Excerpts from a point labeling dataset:
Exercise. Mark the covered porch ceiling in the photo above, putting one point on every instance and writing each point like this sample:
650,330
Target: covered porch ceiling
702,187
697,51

— The problem —
Pull out every line of the listing above and reproduce each one unchanged.

— Result of the task —
Exercise. Mark the covered porch ceiling in the photo above, putting one point on every instance and writing each point like this sample:
650,330
Target: covered porch ceiling
702,187
697,51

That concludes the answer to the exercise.